## Exercise prompt
Copy only what runs from the line containing "the chrome grille" through the end of the material below, line for line, with both ends included.

## Record set
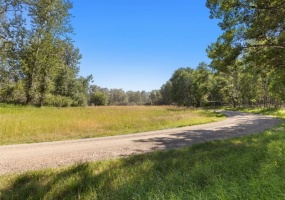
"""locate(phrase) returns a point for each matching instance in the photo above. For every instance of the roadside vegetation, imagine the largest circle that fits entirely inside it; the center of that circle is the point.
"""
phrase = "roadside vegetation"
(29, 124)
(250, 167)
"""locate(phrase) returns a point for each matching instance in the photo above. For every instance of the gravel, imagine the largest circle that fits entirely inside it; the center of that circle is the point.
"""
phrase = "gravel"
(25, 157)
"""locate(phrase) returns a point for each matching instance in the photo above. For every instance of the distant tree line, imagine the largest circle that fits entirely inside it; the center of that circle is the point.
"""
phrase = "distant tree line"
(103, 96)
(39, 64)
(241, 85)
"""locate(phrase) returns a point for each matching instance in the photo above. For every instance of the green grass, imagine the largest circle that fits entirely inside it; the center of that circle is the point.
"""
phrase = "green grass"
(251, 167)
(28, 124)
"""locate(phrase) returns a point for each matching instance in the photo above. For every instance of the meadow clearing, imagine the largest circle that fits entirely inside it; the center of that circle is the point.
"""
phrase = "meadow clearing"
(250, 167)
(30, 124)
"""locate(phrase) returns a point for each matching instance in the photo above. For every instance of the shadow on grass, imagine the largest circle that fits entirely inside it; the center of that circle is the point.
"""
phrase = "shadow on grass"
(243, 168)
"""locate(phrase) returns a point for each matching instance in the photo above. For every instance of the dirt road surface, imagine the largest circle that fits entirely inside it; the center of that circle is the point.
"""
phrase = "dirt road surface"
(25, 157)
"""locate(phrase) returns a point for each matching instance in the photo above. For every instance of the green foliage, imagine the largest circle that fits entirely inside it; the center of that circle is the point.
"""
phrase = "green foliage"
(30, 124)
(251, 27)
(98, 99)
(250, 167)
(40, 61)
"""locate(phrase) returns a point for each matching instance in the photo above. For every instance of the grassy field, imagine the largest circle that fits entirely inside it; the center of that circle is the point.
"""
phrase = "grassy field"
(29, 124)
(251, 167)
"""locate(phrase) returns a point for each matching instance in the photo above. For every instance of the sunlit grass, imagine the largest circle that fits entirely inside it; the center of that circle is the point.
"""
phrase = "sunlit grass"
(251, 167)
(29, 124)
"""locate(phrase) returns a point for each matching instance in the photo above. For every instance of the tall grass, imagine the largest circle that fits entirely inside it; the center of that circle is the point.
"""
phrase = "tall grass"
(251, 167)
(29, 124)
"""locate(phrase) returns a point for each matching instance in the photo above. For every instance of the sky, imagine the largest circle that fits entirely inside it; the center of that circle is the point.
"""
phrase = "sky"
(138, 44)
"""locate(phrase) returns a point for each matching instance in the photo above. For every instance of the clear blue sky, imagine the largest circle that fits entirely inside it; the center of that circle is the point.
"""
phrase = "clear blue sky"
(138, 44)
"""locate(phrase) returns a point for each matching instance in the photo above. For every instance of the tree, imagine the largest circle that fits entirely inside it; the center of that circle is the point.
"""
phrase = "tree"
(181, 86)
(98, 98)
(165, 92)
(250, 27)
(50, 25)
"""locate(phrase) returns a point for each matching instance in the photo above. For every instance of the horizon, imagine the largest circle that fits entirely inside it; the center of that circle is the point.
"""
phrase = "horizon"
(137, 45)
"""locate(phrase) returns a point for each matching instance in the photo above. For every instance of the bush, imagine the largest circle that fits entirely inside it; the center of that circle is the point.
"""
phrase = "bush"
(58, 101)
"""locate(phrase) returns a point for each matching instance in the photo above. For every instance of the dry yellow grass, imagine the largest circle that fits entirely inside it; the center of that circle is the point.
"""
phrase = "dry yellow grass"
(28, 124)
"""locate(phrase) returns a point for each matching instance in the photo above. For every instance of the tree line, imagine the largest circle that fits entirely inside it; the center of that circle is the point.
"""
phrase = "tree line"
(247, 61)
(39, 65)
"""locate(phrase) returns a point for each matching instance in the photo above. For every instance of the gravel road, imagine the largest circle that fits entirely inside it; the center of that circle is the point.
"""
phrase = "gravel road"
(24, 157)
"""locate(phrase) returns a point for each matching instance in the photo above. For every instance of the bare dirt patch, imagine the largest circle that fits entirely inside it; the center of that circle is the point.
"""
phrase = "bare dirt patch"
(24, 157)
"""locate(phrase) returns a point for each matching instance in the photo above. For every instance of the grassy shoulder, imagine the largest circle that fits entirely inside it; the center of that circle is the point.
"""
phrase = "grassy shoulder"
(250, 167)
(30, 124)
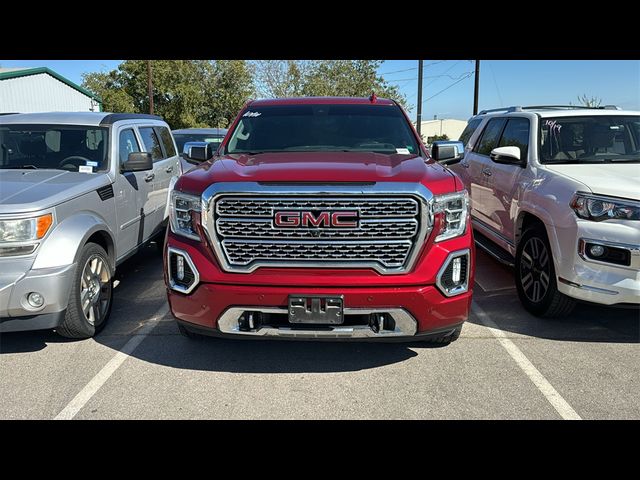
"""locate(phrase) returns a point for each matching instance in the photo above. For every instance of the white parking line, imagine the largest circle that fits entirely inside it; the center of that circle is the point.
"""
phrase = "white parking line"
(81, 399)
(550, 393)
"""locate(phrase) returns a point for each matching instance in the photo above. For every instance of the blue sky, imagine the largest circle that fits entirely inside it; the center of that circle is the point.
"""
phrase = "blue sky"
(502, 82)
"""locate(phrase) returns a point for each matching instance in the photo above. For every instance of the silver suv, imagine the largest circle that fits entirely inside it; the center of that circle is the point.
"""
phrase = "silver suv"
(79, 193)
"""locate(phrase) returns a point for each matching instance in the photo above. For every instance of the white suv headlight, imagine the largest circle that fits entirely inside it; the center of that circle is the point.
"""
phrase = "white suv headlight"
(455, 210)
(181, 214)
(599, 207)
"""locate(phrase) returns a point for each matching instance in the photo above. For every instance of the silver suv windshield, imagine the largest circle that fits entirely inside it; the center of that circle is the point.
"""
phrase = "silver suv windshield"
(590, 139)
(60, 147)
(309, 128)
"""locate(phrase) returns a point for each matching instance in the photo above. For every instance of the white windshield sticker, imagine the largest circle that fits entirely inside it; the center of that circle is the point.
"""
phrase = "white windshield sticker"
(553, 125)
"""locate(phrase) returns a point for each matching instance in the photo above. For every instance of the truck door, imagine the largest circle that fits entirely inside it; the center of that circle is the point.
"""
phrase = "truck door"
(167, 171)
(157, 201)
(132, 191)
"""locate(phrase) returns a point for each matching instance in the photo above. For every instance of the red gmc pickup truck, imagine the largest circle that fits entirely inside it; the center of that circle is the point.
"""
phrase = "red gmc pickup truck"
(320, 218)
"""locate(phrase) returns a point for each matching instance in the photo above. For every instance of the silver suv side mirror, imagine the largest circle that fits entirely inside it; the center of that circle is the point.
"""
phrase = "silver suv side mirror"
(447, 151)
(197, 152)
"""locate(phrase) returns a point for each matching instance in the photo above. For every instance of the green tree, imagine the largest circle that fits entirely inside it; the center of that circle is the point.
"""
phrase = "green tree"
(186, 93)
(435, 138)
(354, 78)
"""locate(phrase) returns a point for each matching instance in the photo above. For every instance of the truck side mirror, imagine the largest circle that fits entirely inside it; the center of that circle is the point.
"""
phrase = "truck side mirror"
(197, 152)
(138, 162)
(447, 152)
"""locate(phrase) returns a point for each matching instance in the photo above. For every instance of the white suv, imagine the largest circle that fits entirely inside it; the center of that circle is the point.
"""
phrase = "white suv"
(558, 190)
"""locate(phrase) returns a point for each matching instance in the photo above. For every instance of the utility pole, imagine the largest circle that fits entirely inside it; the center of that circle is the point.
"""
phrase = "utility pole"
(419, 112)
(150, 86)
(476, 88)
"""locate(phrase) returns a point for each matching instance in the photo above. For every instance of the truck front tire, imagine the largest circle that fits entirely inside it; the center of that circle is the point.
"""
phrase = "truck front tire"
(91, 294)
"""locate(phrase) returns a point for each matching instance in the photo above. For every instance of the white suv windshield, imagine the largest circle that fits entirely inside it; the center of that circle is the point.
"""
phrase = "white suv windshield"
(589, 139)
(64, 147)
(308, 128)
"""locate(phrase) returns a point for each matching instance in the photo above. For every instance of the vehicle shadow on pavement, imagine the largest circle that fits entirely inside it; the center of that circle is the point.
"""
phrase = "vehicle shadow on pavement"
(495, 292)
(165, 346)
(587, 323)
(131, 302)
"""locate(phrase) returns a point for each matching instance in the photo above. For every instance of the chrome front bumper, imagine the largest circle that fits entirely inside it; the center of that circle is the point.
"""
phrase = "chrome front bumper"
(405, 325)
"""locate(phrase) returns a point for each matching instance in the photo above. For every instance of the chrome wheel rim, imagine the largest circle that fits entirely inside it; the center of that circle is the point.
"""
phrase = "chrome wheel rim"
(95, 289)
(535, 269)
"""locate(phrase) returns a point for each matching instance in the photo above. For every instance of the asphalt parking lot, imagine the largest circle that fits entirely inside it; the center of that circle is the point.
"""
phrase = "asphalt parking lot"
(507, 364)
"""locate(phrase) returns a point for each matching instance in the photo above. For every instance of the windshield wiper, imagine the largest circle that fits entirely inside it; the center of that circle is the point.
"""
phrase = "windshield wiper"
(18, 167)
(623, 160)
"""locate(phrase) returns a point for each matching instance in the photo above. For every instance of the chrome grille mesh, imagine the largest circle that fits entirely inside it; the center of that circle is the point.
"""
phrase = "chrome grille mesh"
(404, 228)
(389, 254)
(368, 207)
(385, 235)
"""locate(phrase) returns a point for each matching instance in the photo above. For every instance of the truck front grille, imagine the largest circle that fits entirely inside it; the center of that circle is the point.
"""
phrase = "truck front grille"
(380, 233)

## Result below
"""locate(phrase) returns a point for each matching instance in the photo above. For every instance of the chrome grille mesh, imagine the largest circle that fits entirely inside it; the center of that circle is the point.
"""
phrase = "chrome grille mesh"
(404, 228)
(389, 254)
(368, 207)
(385, 235)
"""locate(phrase) returns a point for each matching instance in the photo above. For every instance of the truck front grille, imagine the largest circle that fits entirely inside it; the center of that circle is the point.
"""
phrase = "truck front grille"
(380, 233)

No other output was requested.